*ASSIGNMENT:*
Report each line from the data below that holds the word "roof".

*SOURCE RECORDS:*

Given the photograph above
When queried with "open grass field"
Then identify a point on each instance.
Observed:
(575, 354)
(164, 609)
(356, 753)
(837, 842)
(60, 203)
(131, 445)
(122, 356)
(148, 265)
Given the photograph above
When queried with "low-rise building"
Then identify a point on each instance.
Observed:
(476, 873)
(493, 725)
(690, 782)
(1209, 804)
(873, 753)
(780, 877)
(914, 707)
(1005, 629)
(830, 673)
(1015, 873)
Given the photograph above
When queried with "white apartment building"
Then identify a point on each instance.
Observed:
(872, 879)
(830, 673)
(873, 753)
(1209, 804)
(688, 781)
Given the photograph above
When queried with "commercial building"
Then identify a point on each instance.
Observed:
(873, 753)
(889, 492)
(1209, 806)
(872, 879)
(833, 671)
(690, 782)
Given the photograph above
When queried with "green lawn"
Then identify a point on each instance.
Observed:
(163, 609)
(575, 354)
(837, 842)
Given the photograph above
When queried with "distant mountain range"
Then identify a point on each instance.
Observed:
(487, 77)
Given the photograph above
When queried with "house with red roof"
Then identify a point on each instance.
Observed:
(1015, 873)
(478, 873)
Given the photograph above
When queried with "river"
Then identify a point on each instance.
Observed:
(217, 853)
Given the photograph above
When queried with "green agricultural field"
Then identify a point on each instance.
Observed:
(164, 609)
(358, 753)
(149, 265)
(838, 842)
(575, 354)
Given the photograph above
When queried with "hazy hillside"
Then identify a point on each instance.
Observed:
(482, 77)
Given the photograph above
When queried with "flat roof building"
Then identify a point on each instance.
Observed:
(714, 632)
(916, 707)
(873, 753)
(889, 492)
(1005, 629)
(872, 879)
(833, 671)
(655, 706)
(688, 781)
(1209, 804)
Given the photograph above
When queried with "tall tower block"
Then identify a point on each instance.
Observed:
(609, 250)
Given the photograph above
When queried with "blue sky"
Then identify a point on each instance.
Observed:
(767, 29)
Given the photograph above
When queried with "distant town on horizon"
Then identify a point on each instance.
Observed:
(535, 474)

*RESPONSE TO THIS EXERCISE:*
When queried with "house with red roof"
When queried with "flat roof building"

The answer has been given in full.